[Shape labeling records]
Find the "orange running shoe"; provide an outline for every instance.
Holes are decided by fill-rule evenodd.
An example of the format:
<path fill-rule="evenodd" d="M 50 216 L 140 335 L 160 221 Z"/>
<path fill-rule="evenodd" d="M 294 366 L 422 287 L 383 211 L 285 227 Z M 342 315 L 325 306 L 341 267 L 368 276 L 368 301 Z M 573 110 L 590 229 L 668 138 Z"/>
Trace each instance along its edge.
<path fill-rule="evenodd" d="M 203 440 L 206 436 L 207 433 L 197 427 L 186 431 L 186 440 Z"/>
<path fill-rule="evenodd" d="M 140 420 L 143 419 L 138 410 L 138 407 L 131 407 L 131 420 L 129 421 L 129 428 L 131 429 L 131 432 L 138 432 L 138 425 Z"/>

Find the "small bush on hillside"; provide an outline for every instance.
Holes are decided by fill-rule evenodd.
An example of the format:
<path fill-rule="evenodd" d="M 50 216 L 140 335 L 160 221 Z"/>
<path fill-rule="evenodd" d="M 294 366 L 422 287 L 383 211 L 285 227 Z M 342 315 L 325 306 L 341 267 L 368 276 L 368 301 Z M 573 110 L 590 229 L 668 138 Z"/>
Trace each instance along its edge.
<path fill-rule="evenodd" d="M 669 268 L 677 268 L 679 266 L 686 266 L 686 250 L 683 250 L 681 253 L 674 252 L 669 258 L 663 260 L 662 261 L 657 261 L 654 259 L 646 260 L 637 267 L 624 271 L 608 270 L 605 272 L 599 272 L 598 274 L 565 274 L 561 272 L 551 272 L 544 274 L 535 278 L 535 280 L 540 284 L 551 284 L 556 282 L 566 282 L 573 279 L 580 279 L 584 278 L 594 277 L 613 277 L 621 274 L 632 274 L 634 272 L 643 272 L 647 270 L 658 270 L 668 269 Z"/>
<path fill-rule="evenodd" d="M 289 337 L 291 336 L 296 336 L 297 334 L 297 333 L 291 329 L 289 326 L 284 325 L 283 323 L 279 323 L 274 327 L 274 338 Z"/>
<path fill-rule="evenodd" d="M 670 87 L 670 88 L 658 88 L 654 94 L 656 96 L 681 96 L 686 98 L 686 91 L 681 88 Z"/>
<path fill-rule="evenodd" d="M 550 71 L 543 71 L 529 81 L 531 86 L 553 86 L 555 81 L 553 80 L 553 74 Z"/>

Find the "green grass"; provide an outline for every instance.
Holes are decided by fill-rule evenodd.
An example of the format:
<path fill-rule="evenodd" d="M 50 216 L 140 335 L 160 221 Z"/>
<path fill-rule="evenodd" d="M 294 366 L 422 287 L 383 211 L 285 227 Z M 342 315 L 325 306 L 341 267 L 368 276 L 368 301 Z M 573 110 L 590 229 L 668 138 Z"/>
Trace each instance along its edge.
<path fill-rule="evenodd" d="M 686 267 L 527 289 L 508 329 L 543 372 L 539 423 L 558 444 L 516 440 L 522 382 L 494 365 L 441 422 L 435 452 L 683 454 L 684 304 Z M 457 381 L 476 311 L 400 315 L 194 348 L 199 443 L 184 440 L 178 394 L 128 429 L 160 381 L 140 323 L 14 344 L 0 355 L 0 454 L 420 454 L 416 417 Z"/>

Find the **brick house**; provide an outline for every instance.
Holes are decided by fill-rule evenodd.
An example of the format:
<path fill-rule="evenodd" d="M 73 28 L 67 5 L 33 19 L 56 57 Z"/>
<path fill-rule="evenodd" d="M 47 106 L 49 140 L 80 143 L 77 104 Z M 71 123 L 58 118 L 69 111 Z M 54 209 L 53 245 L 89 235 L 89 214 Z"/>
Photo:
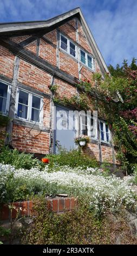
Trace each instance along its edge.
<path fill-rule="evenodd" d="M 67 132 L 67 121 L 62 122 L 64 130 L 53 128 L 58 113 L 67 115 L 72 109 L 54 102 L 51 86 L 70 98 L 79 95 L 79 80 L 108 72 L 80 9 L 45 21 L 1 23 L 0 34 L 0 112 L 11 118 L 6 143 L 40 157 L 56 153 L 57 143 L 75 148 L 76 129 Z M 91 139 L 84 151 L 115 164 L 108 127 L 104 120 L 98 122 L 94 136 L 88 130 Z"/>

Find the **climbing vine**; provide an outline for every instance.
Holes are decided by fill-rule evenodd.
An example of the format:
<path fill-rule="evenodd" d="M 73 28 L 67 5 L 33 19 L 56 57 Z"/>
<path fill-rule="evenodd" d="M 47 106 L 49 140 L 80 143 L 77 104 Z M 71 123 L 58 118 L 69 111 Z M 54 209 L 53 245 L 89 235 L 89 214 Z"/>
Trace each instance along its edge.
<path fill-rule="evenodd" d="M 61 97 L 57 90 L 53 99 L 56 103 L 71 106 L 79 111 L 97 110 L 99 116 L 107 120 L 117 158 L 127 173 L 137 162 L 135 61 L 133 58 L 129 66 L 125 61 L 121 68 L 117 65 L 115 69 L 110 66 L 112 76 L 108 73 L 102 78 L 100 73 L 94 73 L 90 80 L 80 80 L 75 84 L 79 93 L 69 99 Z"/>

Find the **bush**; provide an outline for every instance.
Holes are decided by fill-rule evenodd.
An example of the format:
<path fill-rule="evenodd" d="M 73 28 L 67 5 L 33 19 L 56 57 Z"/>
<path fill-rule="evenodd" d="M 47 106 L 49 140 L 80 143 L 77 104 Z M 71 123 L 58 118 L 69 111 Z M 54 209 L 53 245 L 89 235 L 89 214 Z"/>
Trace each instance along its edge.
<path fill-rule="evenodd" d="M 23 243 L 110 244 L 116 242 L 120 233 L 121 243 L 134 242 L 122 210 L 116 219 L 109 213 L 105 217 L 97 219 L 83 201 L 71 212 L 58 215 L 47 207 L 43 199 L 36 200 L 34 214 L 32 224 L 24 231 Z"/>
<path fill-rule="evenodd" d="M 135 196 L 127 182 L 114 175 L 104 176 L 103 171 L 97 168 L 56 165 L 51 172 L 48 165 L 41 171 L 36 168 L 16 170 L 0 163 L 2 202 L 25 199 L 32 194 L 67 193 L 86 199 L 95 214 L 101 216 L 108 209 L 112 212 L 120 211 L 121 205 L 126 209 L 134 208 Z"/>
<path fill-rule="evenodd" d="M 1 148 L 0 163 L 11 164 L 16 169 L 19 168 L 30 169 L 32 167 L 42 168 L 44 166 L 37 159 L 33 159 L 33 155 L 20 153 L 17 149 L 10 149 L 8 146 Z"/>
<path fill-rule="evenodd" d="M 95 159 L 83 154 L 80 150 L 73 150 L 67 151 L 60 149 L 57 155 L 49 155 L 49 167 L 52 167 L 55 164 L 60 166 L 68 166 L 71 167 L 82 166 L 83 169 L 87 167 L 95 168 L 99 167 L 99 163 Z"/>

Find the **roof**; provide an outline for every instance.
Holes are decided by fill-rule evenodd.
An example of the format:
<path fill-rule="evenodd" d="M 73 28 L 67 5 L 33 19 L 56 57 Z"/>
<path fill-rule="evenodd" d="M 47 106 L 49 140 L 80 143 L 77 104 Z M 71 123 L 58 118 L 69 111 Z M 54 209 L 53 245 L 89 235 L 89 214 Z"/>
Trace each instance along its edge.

**Aim:** Update all the records so that "provide an outline for every instance" becomes "draw a polygon around each instance" wherever it occurs, with every other part left unchanged. Leave the pictures out of your answer.

**Exercise result:**
Find the "orange running shoe"; draw a polygon around each instance.
Holes are decided by fill-rule evenodd.
An example of the format:
<path fill-rule="evenodd" d="M 50 216 L 140 335 L 160 221 Z"/>
<path fill-rule="evenodd" d="M 294 366 L 422 287 L 383 211 L 285 227 Z M 342 315 L 325 306 L 341 267 L 368 276 L 368 301 Z M 573 110 L 590 229 L 668 138 Z"/>
Trace each instance along its edge.
<path fill-rule="evenodd" d="M 203 440 L 206 436 L 207 433 L 197 427 L 186 431 L 186 440 Z"/>
<path fill-rule="evenodd" d="M 140 420 L 143 419 L 138 410 L 138 407 L 131 407 L 131 420 L 129 421 L 129 428 L 131 429 L 131 432 L 138 432 L 138 425 Z"/>

Find the "small bush on hillside"; draw a polygon around each instance.
Holes are decided by fill-rule evenodd.
An example of the format:
<path fill-rule="evenodd" d="M 50 216 L 140 335 L 160 221 Z"/>
<path fill-rule="evenodd" d="M 294 366 L 422 287 L 383 211 L 285 227 Z M 342 315 L 325 306 L 341 267 L 368 276 L 368 301 Z M 573 110 L 590 229 L 668 138 Z"/>
Trace each instance along its edge.
<path fill-rule="evenodd" d="M 669 268 L 677 268 L 679 266 L 686 266 L 686 250 L 683 250 L 681 253 L 674 252 L 669 258 L 663 260 L 662 261 L 657 261 L 654 259 L 646 260 L 637 267 L 624 271 L 608 270 L 605 272 L 599 272 L 598 274 L 565 274 L 561 272 L 551 272 L 544 274 L 535 278 L 535 280 L 540 284 L 551 284 L 556 282 L 566 282 L 573 279 L 580 279 L 584 278 L 594 277 L 613 277 L 621 274 L 632 274 L 634 272 L 643 272 L 647 270 L 658 270 L 668 269 Z"/>
<path fill-rule="evenodd" d="M 289 337 L 291 336 L 296 336 L 297 334 L 297 333 L 291 329 L 289 326 L 284 325 L 283 323 L 279 323 L 274 327 L 274 338 Z"/>
<path fill-rule="evenodd" d="M 670 87 L 670 88 L 658 88 L 654 94 L 656 96 L 681 96 L 686 98 L 686 91 L 681 88 Z"/>
<path fill-rule="evenodd" d="M 550 71 L 543 71 L 529 81 L 531 86 L 553 86 L 555 81 L 553 80 L 553 74 Z"/>

Find the "green grass"; draw a polygon around each instance.
Holes are decided by fill-rule evenodd.
An example of the format:
<path fill-rule="evenodd" d="M 50 216 L 140 335 L 160 221 Z"/>
<path fill-rule="evenodd" d="M 294 366 L 422 287 L 383 211 L 285 227 Z M 342 315 L 325 306 L 341 267 L 368 276 L 368 301 Z M 573 110 L 590 229 L 668 138 Z"/>
Trace each instance along its edge.
<path fill-rule="evenodd" d="M 686 267 L 527 289 L 508 329 L 543 372 L 539 423 L 558 444 L 516 440 L 522 382 L 494 365 L 441 422 L 435 452 L 683 454 L 684 304 Z M 457 381 L 476 311 L 400 315 L 194 348 L 199 443 L 184 440 L 178 394 L 128 429 L 160 381 L 140 323 L 14 344 L 0 355 L 0 454 L 420 454 L 416 417 Z"/>

Find the **brick house**; draw a polygon around each instance.
Holes are decided by fill-rule evenodd.
An example of the format:
<path fill-rule="evenodd" d="M 73 28 L 67 5 L 33 19 L 56 57 Z"/>
<path fill-rule="evenodd" d="M 47 106 L 49 140 L 80 143 L 77 104 Z M 71 123 L 58 118 L 69 111 Z M 54 209 L 53 245 L 89 235 L 89 214 Z"/>
Photo:
Trace each instance along its edge.
<path fill-rule="evenodd" d="M 67 132 L 67 121 L 62 122 L 64 130 L 53 128 L 58 113 L 67 115 L 72 109 L 54 102 L 51 86 L 70 98 L 79 95 L 79 80 L 108 72 L 80 9 L 45 21 L 1 23 L 0 34 L 0 112 L 11 118 L 6 143 L 40 157 L 56 153 L 57 143 L 75 148 L 76 129 Z M 91 139 L 84 151 L 115 164 L 108 127 L 104 120 L 98 122 L 94 136 L 88 130 Z"/>

Find the **climbing vine**; draw a polygon around each instance.
Holes are decided by fill-rule evenodd.
An example of the format:
<path fill-rule="evenodd" d="M 73 28 L 67 5 L 33 19 L 56 57 Z"/>
<path fill-rule="evenodd" d="M 47 106 L 49 140 L 80 143 L 77 104 Z M 71 123 L 58 118 L 69 111 Z M 54 209 L 53 245 L 89 235 L 89 214 Z"/>
Trace each instance along its edge.
<path fill-rule="evenodd" d="M 61 97 L 57 90 L 53 99 L 56 103 L 71 106 L 79 111 L 97 110 L 99 116 L 107 120 L 117 158 L 127 173 L 137 162 L 135 61 L 133 58 L 129 66 L 125 61 L 121 68 L 117 65 L 115 69 L 110 66 L 112 76 L 108 73 L 102 78 L 100 73 L 94 73 L 90 80 L 80 80 L 75 84 L 79 93 L 69 99 Z"/>

Find the **bush**; draw a polygon around each instance.
Holes are decided by fill-rule evenodd.
An example of the format:
<path fill-rule="evenodd" d="M 73 28 L 67 5 L 33 19 L 56 57 Z"/>
<path fill-rule="evenodd" d="M 47 106 L 49 140 L 80 143 L 77 104 Z M 71 123 L 58 118 L 69 111 Z M 54 209 L 53 245 L 89 235 L 89 214 Z"/>
Trace each instance along its edge.
<path fill-rule="evenodd" d="M 23 243 L 110 244 L 116 242 L 120 233 L 121 243 L 134 242 L 122 210 L 116 219 L 109 213 L 105 217 L 97 219 L 83 201 L 71 212 L 58 215 L 47 207 L 43 199 L 36 200 L 34 214 L 32 224 L 24 231 Z"/>
<path fill-rule="evenodd" d="M 135 196 L 127 182 L 114 175 L 104 176 L 103 171 L 97 168 L 56 165 L 51 172 L 48 165 L 41 171 L 36 168 L 16 170 L 0 163 L 2 202 L 25 199 L 32 194 L 67 193 L 86 199 L 95 214 L 101 216 L 108 209 L 112 212 L 120 211 L 121 205 L 126 209 L 134 208 Z"/>
<path fill-rule="evenodd" d="M 1 148 L 0 163 L 11 164 L 16 169 L 19 168 L 30 169 L 32 167 L 42 168 L 44 166 L 37 159 L 33 159 L 33 155 L 20 153 L 17 149 L 10 149 L 8 146 Z"/>
<path fill-rule="evenodd" d="M 95 159 L 83 154 L 80 150 L 73 150 L 67 151 L 60 149 L 57 155 L 49 155 L 49 167 L 52 167 L 55 164 L 60 166 L 68 166 L 71 167 L 82 166 L 83 169 L 87 167 L 95 168 L 99 167 L 99 163 Z"/>

Find the **roof**; draw a polygon around each instance.
Holes are decided by fill-rule evenodd.
An example of the format:
<path fill-rule="evenodd" d="M 73 28 L 67 5 L 33 19 L 56 57 Z"/>
<path fill-rule="evenodd" d="M 47 106 L 49 140 L 80 143 L 77 104 Z M 71 123 L 58 118 L 69 111 Z M 54 209 L 53 245 L 89 235 L 89 214 Z"/>
Trace each instance along its edge.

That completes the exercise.